Coming back to the question of the admission and use of ex. ‘A’ by the learned trial Judge in his judgment, learned counsel to the respondents insisted that exhibit ‘A’ was not properly admitted in evidence to justify the reliance on it by the trial court which suo motu admitted it and relied on it in its judgment. Being an inadmissible evidence, learned counsel argued that the lower court was right in declaring exhibit ‘A’ inadmissible and reliance on it to give the appellant’s judgment, as having caused a miscarriage of justice warranting the setting aside of the judgment. Reliance was placed on the cases of Okonji v. Njokanma (1991) 7 NWLR (Pt.202) 131; Onyido v.Ajemba (1991) 4 NWLR (Pt.184) 203 at 225; Okoduwa v. The State (1988) 2 NWLR (Pt.76) 333 at 354 and Eboh & Ors. v. Akpotu (1968) 1 All NLR 220 at 222. I shall tackle this rather double barrel issue first from the aspect of it dealing with the initiation of the action by originating summons before coming back to the aspect of the issue on the status of exhibit ‘A’ as a piece of evidence. According to the appellant in his brief of argument, he took out the originating summons at the trial court and sought for the legal interpretation of the question stated at pages 2-3 of the record of this appeal. Although I have earlier in this judgment quoted the said questions, I shall reproduce them again here for effective consideration. The questions at pages 2-3 of the record are:-

“(A) Whether or not the defendants should pay rents and/or mesne profits for their use and occupation of No. 61 Ikwerre Road, Mile 1, Diobu, Port Harcourt.

(B) If the answer to ‘A’ above is in the affirmative, can the defendants be allowed to avoid payment of rents by refusing to acknowledge the plaintiff as their landlord on the ground that the plaintiff has filed an appeal against part of the decision in PHCI/39/83: Obi Eze v. Attoney General of Rivers State and S.A.I. Ossai wherein Obi Eze claimed title to No. 61 Ikwerre Road, Port Harcourt and in the alternative, damages for compulsory acquisition of No. 61 Ikwerre Road, Port Harcourt by the Rivers State Government.

## SET TASK
Rewrite the judgment excerpt from "(B) If the answer" up to and including "Rivers State Government.", replacing "compulsory acquisition" with "forced acquisition".

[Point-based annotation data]

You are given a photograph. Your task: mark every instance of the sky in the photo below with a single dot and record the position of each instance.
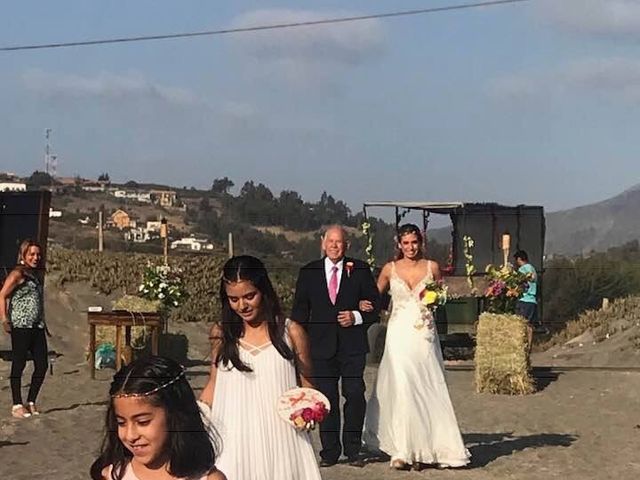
(533, 103)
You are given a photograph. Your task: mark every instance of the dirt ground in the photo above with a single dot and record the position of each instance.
(579, 425)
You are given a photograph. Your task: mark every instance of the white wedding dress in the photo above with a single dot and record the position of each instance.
(256, 443)
(409, 415)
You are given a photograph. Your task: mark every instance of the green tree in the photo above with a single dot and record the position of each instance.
(221, 186)
(39, 179)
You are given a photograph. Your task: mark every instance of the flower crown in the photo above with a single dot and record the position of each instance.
(150, 392)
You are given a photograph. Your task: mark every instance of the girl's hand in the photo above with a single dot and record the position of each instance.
(365, 306)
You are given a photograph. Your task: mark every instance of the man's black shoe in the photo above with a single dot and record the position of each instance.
(356, 462)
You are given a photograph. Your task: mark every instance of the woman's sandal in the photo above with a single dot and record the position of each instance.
(19, 411)
(398, 464)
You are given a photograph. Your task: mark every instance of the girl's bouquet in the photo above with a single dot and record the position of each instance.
(506, 286)
(303, 408)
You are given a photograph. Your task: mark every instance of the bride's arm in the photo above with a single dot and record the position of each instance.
(383, 279)
(382, 285)
(216, 341)
(435, 270)
(300, 343)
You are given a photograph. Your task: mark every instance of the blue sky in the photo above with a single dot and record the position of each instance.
(530, 103)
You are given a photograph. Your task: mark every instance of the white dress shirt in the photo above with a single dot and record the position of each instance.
(328, 267)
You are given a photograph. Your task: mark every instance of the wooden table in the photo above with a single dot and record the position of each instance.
(119, 319)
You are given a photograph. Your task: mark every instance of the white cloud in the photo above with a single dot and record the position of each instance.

## SOLUTION FOR THIS PROBLEM
(B) If the answer to ‘A’ above is in the affirmative, can the defendants be allowed to avoid payment of rents by refusing to acknowledge the plaintiff as their landlord on the ground that the plaintiff has filed an appeal against part of the decision in PHCI/39/83: Obi Eze v. Attoney General of Rivers State and S.A.I. Ossai wherein Obi Eze claimed title to No. 61 Ikwerre Road, Port Harcourt and in the alternative, damages for forced acquisition of No. 61 Ikwerre Road, Port Harcourt by the Rivers State Government.